Set down exactly, and only, the lines from the one with "Where can you see the dog's chest" to the final line of the entries, both included.

Exercise inputs:
───
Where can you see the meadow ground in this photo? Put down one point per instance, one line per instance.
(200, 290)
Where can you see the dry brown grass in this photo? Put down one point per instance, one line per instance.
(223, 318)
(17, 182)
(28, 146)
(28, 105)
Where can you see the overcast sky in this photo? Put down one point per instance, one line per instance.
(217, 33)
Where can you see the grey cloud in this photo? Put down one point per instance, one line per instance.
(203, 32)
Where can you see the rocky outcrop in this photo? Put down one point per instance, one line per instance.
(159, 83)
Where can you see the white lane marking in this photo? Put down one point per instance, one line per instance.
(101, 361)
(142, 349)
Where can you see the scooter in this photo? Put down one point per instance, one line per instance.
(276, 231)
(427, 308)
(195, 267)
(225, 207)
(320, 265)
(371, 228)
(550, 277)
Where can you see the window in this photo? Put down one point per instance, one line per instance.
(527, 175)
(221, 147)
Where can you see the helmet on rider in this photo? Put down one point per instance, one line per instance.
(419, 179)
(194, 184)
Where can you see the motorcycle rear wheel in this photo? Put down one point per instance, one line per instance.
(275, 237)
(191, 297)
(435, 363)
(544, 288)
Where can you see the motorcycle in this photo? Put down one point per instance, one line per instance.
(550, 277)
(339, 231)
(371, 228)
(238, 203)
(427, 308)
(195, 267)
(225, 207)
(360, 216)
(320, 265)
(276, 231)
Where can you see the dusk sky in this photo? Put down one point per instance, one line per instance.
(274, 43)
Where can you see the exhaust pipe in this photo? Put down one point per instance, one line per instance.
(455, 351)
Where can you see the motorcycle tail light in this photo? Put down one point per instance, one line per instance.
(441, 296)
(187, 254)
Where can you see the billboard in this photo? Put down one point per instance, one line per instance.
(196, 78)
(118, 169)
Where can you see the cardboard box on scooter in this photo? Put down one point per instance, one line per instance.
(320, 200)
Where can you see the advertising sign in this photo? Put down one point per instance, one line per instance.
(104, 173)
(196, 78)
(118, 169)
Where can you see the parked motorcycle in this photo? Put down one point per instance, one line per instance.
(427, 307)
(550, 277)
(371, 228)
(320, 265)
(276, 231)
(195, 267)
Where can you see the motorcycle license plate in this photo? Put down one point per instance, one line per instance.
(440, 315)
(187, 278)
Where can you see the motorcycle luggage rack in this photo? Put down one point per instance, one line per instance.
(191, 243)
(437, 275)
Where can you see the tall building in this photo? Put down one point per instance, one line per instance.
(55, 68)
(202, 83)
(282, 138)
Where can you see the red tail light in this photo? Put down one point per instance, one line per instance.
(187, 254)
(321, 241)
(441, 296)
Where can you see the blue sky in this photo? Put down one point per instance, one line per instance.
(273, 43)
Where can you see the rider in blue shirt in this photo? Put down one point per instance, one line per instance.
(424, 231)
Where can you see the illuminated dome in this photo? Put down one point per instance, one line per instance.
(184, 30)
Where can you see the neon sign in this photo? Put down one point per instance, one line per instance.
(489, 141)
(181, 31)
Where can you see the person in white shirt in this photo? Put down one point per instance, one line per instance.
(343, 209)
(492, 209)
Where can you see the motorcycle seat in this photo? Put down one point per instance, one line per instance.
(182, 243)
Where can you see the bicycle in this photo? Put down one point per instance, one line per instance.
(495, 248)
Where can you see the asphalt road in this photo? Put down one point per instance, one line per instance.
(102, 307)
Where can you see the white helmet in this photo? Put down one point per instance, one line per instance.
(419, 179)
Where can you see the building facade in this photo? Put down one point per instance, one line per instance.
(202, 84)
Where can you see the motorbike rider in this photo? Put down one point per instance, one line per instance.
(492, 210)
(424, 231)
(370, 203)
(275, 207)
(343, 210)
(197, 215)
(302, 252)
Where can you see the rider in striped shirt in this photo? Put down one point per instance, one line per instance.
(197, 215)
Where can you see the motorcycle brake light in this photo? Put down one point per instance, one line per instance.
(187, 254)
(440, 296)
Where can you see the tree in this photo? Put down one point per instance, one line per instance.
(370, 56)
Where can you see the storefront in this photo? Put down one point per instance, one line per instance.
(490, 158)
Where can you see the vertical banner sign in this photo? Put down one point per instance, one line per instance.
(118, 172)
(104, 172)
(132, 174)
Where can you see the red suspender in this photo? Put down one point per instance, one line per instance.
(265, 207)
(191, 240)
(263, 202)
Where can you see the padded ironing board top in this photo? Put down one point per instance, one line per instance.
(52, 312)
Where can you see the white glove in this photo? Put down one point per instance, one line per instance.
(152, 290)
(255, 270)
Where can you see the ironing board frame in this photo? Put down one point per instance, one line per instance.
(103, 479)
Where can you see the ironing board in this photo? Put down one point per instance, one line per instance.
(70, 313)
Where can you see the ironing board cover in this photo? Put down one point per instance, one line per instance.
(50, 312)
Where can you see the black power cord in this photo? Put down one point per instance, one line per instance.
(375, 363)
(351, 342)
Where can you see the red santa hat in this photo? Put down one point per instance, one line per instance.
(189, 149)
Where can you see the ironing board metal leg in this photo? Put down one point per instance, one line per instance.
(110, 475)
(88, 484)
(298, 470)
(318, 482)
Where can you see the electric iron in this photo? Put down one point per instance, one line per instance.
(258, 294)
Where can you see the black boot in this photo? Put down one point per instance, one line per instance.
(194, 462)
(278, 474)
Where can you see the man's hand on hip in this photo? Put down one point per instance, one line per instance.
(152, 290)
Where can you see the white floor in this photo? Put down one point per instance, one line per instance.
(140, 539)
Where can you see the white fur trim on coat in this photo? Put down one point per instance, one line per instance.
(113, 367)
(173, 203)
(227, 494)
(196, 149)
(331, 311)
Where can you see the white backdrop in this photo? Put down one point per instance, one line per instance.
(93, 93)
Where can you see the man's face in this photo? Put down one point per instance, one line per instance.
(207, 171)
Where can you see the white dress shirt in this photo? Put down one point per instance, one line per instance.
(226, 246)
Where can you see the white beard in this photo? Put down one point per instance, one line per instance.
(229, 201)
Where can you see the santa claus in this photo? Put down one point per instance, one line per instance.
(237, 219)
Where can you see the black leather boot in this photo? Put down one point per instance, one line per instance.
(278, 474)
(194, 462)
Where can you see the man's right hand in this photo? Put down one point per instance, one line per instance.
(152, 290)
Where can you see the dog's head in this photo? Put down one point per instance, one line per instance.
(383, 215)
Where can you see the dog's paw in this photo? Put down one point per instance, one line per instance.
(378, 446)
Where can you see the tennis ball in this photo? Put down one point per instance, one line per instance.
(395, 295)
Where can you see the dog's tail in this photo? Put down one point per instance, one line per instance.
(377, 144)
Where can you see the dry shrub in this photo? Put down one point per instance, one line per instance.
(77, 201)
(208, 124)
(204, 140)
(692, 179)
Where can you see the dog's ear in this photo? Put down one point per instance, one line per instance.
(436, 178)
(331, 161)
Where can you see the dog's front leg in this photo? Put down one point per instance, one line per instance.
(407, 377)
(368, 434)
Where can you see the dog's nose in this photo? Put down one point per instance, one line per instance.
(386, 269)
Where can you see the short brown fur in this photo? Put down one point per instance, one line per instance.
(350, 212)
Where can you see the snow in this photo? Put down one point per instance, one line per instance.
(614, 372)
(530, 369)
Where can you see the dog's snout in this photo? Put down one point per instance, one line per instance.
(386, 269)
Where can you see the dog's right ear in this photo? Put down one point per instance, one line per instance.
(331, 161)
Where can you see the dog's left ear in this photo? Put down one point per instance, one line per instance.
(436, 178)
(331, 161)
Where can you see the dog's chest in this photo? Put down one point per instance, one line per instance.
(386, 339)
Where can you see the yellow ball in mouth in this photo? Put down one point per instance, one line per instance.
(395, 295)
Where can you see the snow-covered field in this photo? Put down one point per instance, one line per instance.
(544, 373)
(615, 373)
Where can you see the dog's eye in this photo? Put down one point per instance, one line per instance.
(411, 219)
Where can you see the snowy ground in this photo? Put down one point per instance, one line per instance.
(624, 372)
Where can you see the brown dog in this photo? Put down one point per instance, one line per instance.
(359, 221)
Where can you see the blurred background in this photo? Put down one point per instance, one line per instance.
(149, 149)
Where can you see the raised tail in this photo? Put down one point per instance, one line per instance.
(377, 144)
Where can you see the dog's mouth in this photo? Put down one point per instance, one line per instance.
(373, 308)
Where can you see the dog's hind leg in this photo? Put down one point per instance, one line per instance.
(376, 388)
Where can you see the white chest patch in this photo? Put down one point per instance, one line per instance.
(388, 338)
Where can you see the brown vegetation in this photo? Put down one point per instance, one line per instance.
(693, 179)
───
Exercise output:
Where can you see the dog's chest in this photo? Put down one point per instance, one line per instance.
(386, 339)
Where can you see the yellow ball in mouth in this photo? Put down one point per instance, one line per instance.
(395, 295)
Where can you see the snow-covered field in this photo? Put down one point per instance, one line per instance.
(544, 373)
(615, 373)
Where can you see the dog's eye in this photo? Put down one point per instance, one line per instance.
(411, 219)
Where can you see the snowy ground in this photo? Put down one point per instance, one line per instance.
(624, 372)
Where can you see the brown dog in this photo? Put down one point per instance, one line per instance.
(359, 221)
Where can you see the blurred background in this photo? Put down one point per instance, one line per instance.
(149, 149)
Where can you see the raised tail in this photo? Put down one point per instance, one line per instance.
(377, 144)
Where can you see the dog's mouth in this photo? Put down one point per instance, one line per instance.
(373, 308)
Where can you see the dog's hind leg in this photo? Put down one point per instance, one line per instance.
(376, 388)
Where can you see the white chest patch in this photo? Put down one point per instance, one line per instance.
(388, 338)
Where can you see the brown vegetation in this photo? Put down one point per instance, one line per instance.
(693, 179)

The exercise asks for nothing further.